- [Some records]

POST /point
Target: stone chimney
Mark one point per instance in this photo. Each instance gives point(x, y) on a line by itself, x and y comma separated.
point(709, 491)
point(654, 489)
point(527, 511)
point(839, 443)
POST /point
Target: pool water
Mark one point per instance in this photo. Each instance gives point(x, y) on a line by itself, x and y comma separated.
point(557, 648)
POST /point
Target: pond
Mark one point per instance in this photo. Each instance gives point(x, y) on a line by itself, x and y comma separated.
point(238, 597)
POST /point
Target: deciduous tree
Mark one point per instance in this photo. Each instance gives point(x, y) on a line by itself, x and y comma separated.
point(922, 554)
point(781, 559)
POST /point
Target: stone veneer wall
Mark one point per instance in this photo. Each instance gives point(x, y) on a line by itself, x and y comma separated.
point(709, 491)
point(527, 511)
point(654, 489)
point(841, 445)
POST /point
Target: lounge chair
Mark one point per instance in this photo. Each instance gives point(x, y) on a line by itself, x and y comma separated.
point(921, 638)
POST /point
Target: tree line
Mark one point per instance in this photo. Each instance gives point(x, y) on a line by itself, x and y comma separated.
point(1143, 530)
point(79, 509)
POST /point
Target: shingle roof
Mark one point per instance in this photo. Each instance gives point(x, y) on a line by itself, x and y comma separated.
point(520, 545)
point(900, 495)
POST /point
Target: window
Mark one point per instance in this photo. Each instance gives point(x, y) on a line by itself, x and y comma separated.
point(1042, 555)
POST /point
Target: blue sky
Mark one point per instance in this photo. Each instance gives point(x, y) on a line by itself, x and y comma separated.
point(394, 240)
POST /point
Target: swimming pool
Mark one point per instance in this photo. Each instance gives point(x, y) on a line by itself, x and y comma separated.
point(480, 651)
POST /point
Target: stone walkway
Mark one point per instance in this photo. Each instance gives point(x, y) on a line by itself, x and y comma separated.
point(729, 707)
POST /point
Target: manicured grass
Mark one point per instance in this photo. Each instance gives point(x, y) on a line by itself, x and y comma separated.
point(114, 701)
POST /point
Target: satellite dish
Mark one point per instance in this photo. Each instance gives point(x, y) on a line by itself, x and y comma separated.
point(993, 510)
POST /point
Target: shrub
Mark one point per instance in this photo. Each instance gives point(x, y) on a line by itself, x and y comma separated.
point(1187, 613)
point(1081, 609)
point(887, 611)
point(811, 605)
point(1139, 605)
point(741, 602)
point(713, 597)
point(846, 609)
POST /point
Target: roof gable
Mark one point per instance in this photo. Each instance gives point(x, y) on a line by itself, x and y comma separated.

- [Required task]
Rewrite the items above, changing every occurrence of "stone" to "brick" and leaving all other text unchanged.

- [Completed task]
POST /point
Target: brick chimney
Mark one point per instance in this photo. Each instance gives point(x, y) on a line by itself, x and y comma separated.
point(709, 491)
point(654, 489)
point(527, 511)
point(839, 443)
POST /point
Target: pool water
Mark one point per instance in this photo. Each instance gives point(x, y) on a line by itself, x and y comma separated.
point(557, 648)
POST /point
Target: pond
Mark one point per instance in this photo. Each instance gives point(x, y) on a line by itself, x and y comma separated.
point(238, 597)
POST /point
Target: deciduous tree
Mark one point per instance in this photo. Each instance gives point(x, y) on a line by itself, x and y comma separated.
point(922, 554)
point(781, 559)
POST /point
Target: brick veneer wall
Mark one point per instance in this photo. Each instance gives point(x, y) on a line by itself, x and y comma separated.
point(709, 491)
point(527, 511)
point(654, 489)
point(841, 445)
POST /point
Target: lounge chair
Mark one point per instance in this photo. Each instance gives point(x, y) on a line by itself, x and y comma separated.
point(921, 638)
POST /point
Target: tree line
Mark one point per instance in this photo. Each instance gives point(x, y) on a line by itself, x and y comma separated.
point(1143, 530)
point(79, 509)
POST /point
Target: shingle roof
Mark one point per instance in this photo. Each instance gives point(x, y) on a line by itself, x and y comma separated.
point(520, 545)
point(900, 495)
POST /point
Target: window
Mark one point per instance in this photo. Each instance gives point(x, y) on a line by itself, x and y comma separated.
point(1042, 555)
POST /point
Target: blue sky
Mark one point per instance in this photo. Each instance gives point(x, y) on a line by itself, x and y comma separated.
point(394, 240)
POST /point
Target: swimming pool
Mark one point per instance in this photo. Each instance gives point(x, y) on a line by itself, x and y comma separated.
point(480, 651)
POST /point
Target: brick walkway
Mark one point per instance in this photo. Each instance gives point(x, y) on a line by itself, x and y comma separated.
point(729, 707)
POST /point
Target: manicured grass
Mark one point per instance in this photo. Each instance gives point(x, y) on a line by itself, x and y comma separated.
point(114, 701)
POST /point
Target: satellite dish
Mark one point per instance in this photo. Each instance gives point(x, y) on a line by itself, x and y comma separated.
point(993, 510)
POST /point
Target: shrub
Mark one point per instance in this photo. Each instance gives point(x, y) on a line by itself, x and y comma separated.
point(1187, 613)
point(1081, 609)
point(887, 611)
point(811, 605)
point(1139, 605)
point(741, 602)
point(713, 597)
point(846, 609)
POST /point
Target: roof gable
Mark one point per instance in this photo. Each instance gives point(x, y) on a line by itself, x and y comma separated.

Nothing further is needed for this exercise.